Problem requirements – Reproduce each of the rows below word for word, changing nothing.

(Saved entries)
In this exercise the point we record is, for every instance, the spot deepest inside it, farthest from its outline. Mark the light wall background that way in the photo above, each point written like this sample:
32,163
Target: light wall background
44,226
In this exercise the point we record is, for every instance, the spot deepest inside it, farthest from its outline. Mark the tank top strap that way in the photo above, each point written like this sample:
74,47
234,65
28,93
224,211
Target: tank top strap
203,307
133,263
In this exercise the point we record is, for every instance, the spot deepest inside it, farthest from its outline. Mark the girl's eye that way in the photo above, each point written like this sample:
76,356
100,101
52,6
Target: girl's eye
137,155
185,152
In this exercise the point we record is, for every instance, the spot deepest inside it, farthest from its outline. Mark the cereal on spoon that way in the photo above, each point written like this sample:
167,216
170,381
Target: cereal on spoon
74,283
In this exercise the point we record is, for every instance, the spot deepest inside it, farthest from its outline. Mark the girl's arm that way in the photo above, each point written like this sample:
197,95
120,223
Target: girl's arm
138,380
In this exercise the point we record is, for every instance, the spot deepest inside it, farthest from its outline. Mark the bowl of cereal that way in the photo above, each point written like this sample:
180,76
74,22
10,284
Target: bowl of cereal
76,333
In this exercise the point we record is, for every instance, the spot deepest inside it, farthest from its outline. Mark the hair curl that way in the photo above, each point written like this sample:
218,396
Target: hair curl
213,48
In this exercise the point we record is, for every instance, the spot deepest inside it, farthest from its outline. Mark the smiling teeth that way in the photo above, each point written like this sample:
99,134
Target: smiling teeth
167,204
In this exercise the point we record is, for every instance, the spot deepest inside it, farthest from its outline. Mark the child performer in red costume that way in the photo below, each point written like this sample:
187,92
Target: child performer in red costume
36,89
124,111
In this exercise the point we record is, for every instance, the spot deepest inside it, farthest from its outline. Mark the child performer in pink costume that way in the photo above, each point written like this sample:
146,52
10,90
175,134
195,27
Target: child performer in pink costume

Solution to this task –
In this exercise the point we record is, for every instance, the spot deepest inside it, farthest from its outline. Mark the light wall background that way in the photo above, each point written like this sample:
32,163
Target: light wall background
44,226
In this exercise the point we record is, for every instance, the spot deepest inside it, farthest from its outline. Mark the tank top strap that way in the photo above, each point written like this sample:
74,47
234,65
28,93
224,211
Target: tank top strap
203,307
133,263
In this exercise the point we record is, for every instance, the spot deepest inside it, farthest from its outline. Mark the girl's eye that way in the photo above, each point written like this sample:
76,356
100,101
52,6
Target: girl's eye
137,155
185,152
In this exercise the point we record is, for every instance, the spot deepest inside it, farthest from its outline. Mark the cereal on spoon that way in the photo above, each point written like this sample:
167,216
170,381
Target: cereal on spoon
74,283
In this exercise the point we record is, for every instance, the spot deepest inside it, farthest from its outline. Mark the girl's arm that way in the photo above, each point written like this sample:
197,95
120,223
Target: girl's arm
138,380
In this exercise the point we record is, for every instance, the spot deepest inside it, farthest from its outline. Mark the bowl of cereal that way in the photo above, each point written like this sample:
180,76
74,22
10,284
Target: bowl of cereal
76,333
In this exercise the point we record is, for every instance, the spot deepest inside it, farthest from its outline. Mark the hair curl that way in the photo above, each point written like this sample:
218,396
Target: hair curl
213,48
In this exercise the point we record is, for every instance, the spot deepest inside it, farthest from its outline. Mark the smiling teeth that way in the photo above, each point written like this sample:
99,134
Target: smiling teeth
167,204
In this exercise the point we record is, for every instance, the spot deepest inside it, farthest from its outline. Mark the child performer in red costume that way in the photo below, each point written like this sample:
187,92
Target: child performer in red costume
36,89
124,111
In this exercise the point we record is, for every instance, the spot deepest inside it, farthest from its outline. Mark the child performer in pink costume that way in the photo above, each point written like this sample:
146,52
10,90
175,134
195,27
Target: child performer in pink costume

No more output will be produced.